— BEGIN —

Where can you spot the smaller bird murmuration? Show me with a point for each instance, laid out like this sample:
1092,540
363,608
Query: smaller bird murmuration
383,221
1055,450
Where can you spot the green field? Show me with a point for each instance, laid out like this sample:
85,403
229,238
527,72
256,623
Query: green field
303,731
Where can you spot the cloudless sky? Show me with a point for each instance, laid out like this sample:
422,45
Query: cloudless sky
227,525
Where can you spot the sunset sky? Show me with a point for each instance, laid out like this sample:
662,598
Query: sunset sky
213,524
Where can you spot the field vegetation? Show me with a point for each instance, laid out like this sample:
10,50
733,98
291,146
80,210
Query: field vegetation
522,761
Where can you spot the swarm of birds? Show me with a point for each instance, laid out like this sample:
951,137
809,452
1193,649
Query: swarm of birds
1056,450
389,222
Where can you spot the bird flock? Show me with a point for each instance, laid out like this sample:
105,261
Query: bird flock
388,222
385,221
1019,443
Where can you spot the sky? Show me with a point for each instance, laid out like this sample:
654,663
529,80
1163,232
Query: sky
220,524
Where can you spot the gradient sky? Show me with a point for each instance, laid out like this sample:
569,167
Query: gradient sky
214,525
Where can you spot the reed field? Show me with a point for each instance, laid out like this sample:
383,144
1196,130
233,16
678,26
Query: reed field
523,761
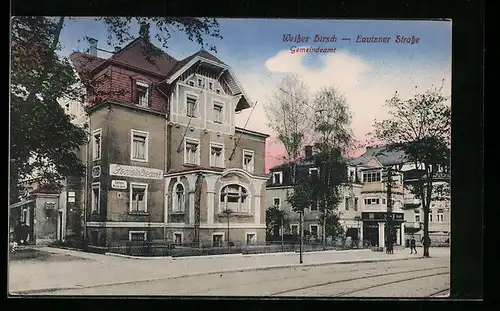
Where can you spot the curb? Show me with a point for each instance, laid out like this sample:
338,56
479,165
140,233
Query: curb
35,291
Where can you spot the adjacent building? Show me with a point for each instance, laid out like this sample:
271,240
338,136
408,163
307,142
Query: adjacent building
363,210
165,158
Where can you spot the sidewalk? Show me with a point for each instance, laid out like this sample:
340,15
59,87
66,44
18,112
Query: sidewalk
99,270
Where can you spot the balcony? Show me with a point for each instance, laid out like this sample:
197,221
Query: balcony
411,203
416,225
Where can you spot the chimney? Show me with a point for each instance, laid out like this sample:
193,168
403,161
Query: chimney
93,46
308,150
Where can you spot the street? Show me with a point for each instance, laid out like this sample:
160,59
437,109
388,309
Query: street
414,277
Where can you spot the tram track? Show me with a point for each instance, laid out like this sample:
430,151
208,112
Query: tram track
302,288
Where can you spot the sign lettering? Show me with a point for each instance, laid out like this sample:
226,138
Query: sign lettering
135,171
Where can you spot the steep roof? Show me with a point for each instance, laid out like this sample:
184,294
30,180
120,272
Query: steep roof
384,156
136,54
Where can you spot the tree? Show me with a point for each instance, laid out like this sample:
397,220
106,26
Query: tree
421,128
275,219
43,139
288,114
333,139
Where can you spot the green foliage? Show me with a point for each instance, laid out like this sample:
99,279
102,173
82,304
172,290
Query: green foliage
421,128
43,139
288,114
275,218
197,29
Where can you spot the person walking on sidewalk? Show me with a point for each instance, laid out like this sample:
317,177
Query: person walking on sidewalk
413,245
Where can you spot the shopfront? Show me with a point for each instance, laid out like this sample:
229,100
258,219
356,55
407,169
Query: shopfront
375,229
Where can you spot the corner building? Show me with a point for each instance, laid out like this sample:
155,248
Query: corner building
165,158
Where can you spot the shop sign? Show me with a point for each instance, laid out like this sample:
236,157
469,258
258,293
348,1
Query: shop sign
135,171
119,184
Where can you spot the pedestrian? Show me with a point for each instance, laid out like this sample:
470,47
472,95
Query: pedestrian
413,245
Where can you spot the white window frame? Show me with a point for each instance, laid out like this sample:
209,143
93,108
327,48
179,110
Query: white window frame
254,240
251,169
223,204
440,216
142,186
198,153
196,104
372,172
182,237
96,156
279,204
222,156
133,133
132,232
312,169
221,105
317,229
93,202
145,85
223,237
175,202
280,181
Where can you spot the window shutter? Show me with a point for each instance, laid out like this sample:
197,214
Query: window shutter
150,95
134,97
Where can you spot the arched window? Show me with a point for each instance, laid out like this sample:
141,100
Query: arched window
234,197
178,198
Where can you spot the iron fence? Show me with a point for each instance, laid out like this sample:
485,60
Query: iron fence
155,248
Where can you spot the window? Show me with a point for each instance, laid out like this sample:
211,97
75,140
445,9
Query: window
137,235
178,238
138,197
440,215
234,197
314,230
216,155
372,201
314,205
191,154
218,113
371,176
248,161
314,172
25,217
179,198
277,177
251,238
96,144
139,146
96,196
347,203
217,239
190,106
142,94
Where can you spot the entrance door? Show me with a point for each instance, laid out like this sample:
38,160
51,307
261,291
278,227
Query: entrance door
60,226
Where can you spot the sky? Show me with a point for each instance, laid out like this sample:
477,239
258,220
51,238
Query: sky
367,74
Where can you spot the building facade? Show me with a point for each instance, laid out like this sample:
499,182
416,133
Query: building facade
165,157
362,213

— END —

> **Required work**:
Leaving out the pictures, repeat the data above exactly.

> **Written response**:
Where can you spot the smaller bird murmuration? Show me with a point for each instance, laid out like this sample:
1092,540
363,608
Query: smaller bird murmuration
383,221
1055,450
Where can you spot the green field? Show me with a point for each instance, laid out like this sample:
85,403
229,238
527,72
256,623
Query: green field
303,731
Where can you spot the cloudless sky? Show me with a point for each instance, laid out like this sample:
422,45
Query: cloudless sky
227,525
Where can you spot the sunset sky? Show me with a point for each instance, laid out like this sample:
662,598
Query: sunset sky
213,524
Where can you spot the field vegetation? Show me with a point for each instance, laid out like this sample:
10,50
733,98
291,146
80,210
Query: field vegetation
522,761
Where can you spot the swarm of birds? Show me with a point for each instance, laid out like this sample:
951,137
809,452
1193,649
Query: swarm of birds
1056,450
389,222
Where can you spot the bird flock? Show me with a point for each instance, laid out like this sample:
105,261
Query: bird flock
388,222
385,221
1019,443
Where can you spot the sky? Show me with a point for each instance, laid out like this sample:
654,663
529,80
1163,232
Query: sky
220,524
Where can you spot the gradient sky? Show me with a point for each instance, laid out like this sample:
569,167
Query: gradient sky
214,525
Where can you spot the reed field? Show me with a point for each instance, laid out like this sample:
383,144
1196,130
233,16
678,26
Query: reed field
523,761
Where can you spot the curb? Show me with a point for each instance, laid out like this sample:
338,56
479,165
140,233
Query: curb
35,291
Where can you spot the adjacent building? Show me with a point for each instance, laid out like this sample:
271,240
338,136
408,163
307,142
Query: adjacent building
363,210
165,158
Where can you spot the sidewalk? Show me with a point for each instance, laid out like this sample:
340,15
59,87
66,44
18,112
Query: sidewalk
99,270
Where can you spot the balcony? Show me with a point for each instance, laid out like this sample:
197,221
Query: balcony
411,203
416,225
Where can you spot the chimney? Show me with a point for each instance, laid out like this sample:
193,168
403,161
Query: chimney
93,46
308,150
Where can you spot the street? Show me with a point for each instance, laid out like this sample:
160,59
437,109
388,309
Query: street
414,277
Where can you spot the tram track? Show me with a point for each instance, laid out like this sample:
430,151
208,112
Query: tram track
302,288
Where can you spot the sign lettering? Show me with a point for each instance, laid out like this sample:
226,138
Query: sign lettering
135,171
Where can you spot the steep roof? Show me with a point for each instance, laid out like this sample:
184,294
30,180
120,272
Query: steep roof
384,156
136,54
Where can you spot the tree? Show me with a point for each instance, laid out like this sample:
397,220
106,26
Query: tree
421,128
275,219
43,139
288,114
333,139
Where can you spot the green foliage? Show me with a point for each instance, laid out like this sample:
99,279
102,173
82,304
172,290
Query: green foliage
421,128
43,139
288,114
275,218
197,29
Where can you spot the person walking on sidewalk? Show me with a point for each instance, laid out like this sample:
317,177
Query: person walking on sidewalk
413,245
Where can you spot the shopfront? Show me with a point for each instance, laid out like this sample:
229,100
258,219
356,55
407,169
Query: shopfront
375,229
Where can you spot the corner building? Show me with a point for each instance, laid out like this sample:
155,248
Query: corner building
165,158
Where can you spot the shop sign? Show me with a point for each instance, laid out like this sample:
236,157
469,258
258,293
348,1
Query: shop sign
135,171
119,184
Where can you spot the pedestrian? Show me with a point for each instance, laid out like this sample:
470,47
472,95
Query: pedestrian
413,245
Where can you spot the white window frame? Show me with a point for each instance, laid out like this sample:
209,143
93,108
327,48
179,110
Query: white window frame
254,240
251,169
223,204
440,216
142,186
198,153
196,104
372,172
182,237
96,156
279,204
222,156
133,133
132,232
312,169
221,105
317,229
93,202
145,85
223,237
175,202
280,181
Where can you spot the window shutter? Show me with a point for each instance, laid out like this sample:
197,214
Query: window shutter
150,95
134,97
Where can you spot the arched window? Show me with a point for each instance, laid out like this sample:
141,100
Query: arched window
234,197
178,198
Where can you spot the iron fence? Show me with a point for each instance, laid out like this sample:
485,60
Query: iron fence
155,248
Where can you spot the window? Show me with a point for each instance, laid out like this sample:
211,97
75,140
445,9
Query: window
137,235
178,238
138,197
440,215
234,197
314,230
216,155
372,201
314,205
191,154
218,113
371,176
248,161
314,172
25,217
179,198
277,177
251,238
96,144
139,146
96,196
347,203
217,239
190,106
142,94
Where can you spot the entrance door? Show me with a point for each instance, laid out like this sample:
38,160
51,307
261,291
278,227
Query: entrance door
60,226
Where can you spot the sky? Show me with a point for each instance, laid out like this sample:
477,239
258,220
51,238
Query: sky
367,74
Where can you spot the building facade? Show me with a point for each instance, laid out like this sample:
499,182
416,133
Query: building facade
165,157
362,213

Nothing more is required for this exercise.